Start of EXTRACT PROVIDED
Incidentally, that card is too weak for gaming at high resolutions.
As I said, is this for gaming? The GPU is weak.
Yes, but this is the PC I built for myself:
Excellent gaming performance in 7
The only thing you could change is the CPU to a 965 - I went dual-core just for gaming as quad is just starting. Also, get an 80% efficient PSU. You will not regret it. The price for it was just right.
Come to terms with your socket choice first.
I have not looked at the Intel roadmap in several months.
The last I looked, the roadmap for 1366 was unclear over the longer term. I think there will be a 6 core processor (Gulftown) in the next few months, but beyond that it wasn't clear recentlly.
The roadmap may have been updated??
There is certainly no issue with 1366 being high performance as it stands now, but if you are the type to upgrade processors, you might be faced with a motherboard upgrade when you do change processors---depending on what Intel has up its sleeve for that socket.
The 1156 roadmap is clearer and not lacking in power either.
Pick your poison.
Nice:)
The PSU is 80% efficent:)
I had a look at the 3dmarks site on the bench test's the 4890 usally scores about 3000 more than the 5750, i could go for the 1GB 4870 GDDR5,theres only a deficit of 1400 in the scores and costs about €10 more than the 5750:)
End of EXTRACT PROVIDED
◆ WHAT IS BEING ASKED
Return the forum discussion about building a gaming PC word for word, from start to finish.
Start of RAW RECORDS
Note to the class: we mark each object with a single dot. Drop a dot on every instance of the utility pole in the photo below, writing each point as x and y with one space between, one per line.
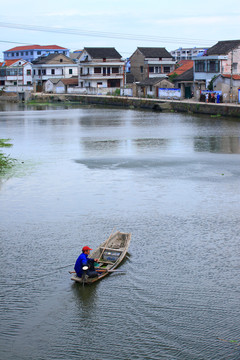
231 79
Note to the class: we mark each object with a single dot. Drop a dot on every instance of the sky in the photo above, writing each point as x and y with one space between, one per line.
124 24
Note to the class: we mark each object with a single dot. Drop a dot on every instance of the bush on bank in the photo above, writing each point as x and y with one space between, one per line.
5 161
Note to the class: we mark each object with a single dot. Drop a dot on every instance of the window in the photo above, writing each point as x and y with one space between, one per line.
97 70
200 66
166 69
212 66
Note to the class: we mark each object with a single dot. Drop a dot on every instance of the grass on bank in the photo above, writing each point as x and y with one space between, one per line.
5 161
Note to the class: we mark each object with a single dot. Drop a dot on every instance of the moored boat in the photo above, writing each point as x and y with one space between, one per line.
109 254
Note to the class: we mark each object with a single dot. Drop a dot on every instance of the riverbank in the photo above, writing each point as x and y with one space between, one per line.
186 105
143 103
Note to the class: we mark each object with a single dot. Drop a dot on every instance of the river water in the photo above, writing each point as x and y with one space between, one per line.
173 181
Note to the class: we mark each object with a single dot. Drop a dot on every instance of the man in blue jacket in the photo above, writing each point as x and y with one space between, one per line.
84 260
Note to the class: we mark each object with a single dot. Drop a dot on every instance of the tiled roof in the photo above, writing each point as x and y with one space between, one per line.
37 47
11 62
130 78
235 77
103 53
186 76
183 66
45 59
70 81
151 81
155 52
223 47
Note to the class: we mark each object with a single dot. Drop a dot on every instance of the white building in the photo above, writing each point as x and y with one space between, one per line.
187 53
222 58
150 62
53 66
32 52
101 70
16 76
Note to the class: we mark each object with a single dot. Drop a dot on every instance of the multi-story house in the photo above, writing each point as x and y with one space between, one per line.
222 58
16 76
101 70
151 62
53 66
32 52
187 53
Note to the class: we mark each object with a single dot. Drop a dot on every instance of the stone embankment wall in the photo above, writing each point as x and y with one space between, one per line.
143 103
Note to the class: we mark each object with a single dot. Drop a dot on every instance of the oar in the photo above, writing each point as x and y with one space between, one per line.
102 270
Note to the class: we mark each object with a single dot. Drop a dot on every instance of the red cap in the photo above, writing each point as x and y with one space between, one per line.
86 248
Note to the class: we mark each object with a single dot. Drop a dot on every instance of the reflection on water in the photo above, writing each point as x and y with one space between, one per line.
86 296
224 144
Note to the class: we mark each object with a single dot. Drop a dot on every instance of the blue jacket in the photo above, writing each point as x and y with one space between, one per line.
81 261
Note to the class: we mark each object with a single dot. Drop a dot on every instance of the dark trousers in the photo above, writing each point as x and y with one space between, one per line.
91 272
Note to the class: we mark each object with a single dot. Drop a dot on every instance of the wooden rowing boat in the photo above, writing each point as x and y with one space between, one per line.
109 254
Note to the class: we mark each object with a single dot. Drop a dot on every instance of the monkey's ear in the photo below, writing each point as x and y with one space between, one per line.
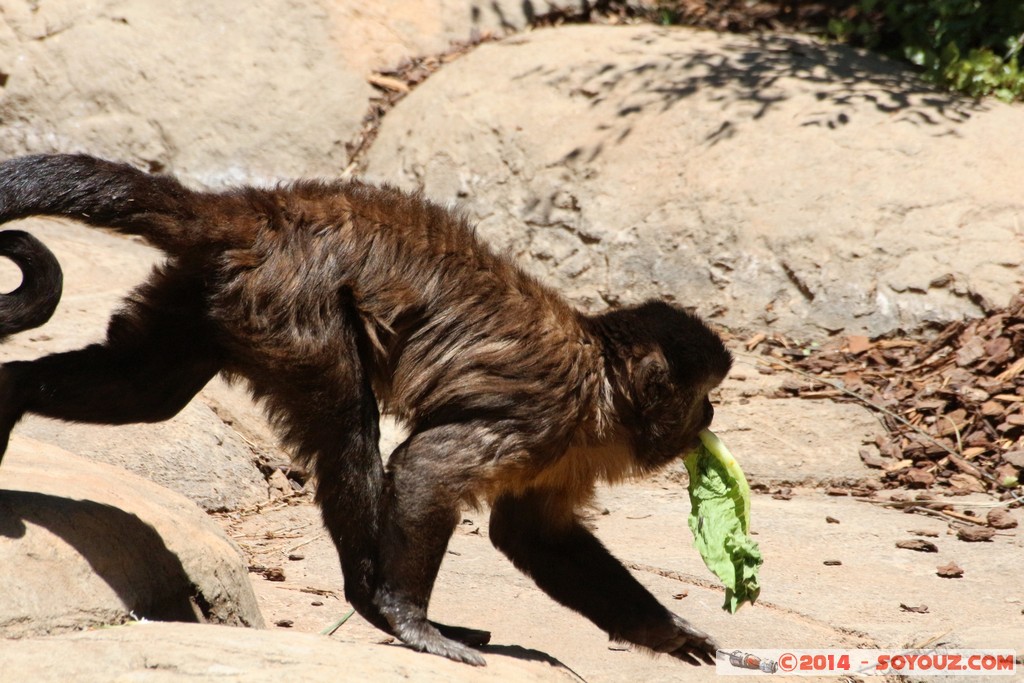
End of RAW RECORDS
◆ RESPONSE TO THE TASK
Incidentally, that card is too weak for gaming at high resolutions.
As I said, is this for gaming? The GPU is weak.
Yes, but this is the PC I built for myself:
Excellent gaming performance in 7
The only thing you could change is the CPU to a 965 - I went dual-core just for gaming as quad is just starting. Also, get an 80% efficient PSU. You will not regret it. The price for it was just right.
Come to terms with your socket choice first.
I have not looked at the Intel roadmap in several months.
The last I looked, the roadmap for 1366 was unclear over the longer term. I think there will be a 6 core processor (Gulftown) in the next few months, but beyond that it wasn't clear recentlly.
The roadmap may have been updated??
There is certainly no issue with 1366 being high performance as it stands now, but if you are the type to upgrade processors, you might be faced with a motherboard upgrade when you do change processors---depending on what Intel has up its sleeve for that socket.
The 1156 roadmap is clearer and not lacking in power either.
Pick your poison.
Nice:)
The PSU is 80% efficent:)
I had a look at the 3dmarks site on the bench test's the 4890 usally scores about 3000 more than the 5750, i could go for the 1GB 4870 GDDR5,theres only a deficit of 1400 in the scores and costs about €10 more than the 5750:)